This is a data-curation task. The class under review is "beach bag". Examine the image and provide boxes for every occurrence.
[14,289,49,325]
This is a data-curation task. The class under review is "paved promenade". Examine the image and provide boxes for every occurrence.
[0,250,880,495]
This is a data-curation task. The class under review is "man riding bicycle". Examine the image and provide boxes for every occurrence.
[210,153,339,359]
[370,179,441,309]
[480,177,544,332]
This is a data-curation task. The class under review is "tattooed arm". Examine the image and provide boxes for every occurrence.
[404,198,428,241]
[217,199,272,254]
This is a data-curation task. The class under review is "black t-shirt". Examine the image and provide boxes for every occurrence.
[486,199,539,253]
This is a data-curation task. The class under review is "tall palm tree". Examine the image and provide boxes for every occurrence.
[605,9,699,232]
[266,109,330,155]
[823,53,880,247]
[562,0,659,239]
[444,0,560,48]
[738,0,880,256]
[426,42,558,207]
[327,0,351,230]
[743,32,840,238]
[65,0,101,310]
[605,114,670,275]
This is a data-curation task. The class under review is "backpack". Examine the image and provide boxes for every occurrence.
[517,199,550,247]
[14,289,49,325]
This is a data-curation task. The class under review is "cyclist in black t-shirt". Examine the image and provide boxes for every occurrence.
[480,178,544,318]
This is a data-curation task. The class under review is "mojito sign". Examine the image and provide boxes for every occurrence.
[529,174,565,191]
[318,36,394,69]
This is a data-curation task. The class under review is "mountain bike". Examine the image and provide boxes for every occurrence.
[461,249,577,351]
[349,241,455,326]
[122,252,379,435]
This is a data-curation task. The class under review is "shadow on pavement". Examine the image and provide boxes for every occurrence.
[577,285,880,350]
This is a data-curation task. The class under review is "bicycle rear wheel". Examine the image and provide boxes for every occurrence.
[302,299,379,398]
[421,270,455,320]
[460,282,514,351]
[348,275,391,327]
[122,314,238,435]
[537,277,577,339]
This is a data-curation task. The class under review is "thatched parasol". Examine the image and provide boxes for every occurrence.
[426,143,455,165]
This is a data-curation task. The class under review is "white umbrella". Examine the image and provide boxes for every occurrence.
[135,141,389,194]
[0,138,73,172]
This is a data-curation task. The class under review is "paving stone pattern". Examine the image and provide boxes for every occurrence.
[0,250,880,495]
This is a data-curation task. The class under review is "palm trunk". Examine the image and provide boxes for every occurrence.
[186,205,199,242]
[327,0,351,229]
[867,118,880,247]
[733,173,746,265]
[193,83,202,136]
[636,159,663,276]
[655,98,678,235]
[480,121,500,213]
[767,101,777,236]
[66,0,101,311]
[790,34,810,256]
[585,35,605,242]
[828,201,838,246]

**Short problem:**
Which lines in the material above contain the word "black"? Case counts. Report each of those lines in full.

**Written response:**
This is a data-curation task. The class under review is "black t-shirt". Examine the image and provide boxes for every occurrence.
This is a data-curation task. The class under review is "cyclist in black t-shirt". Examine the image and provide boxes for every occurrence.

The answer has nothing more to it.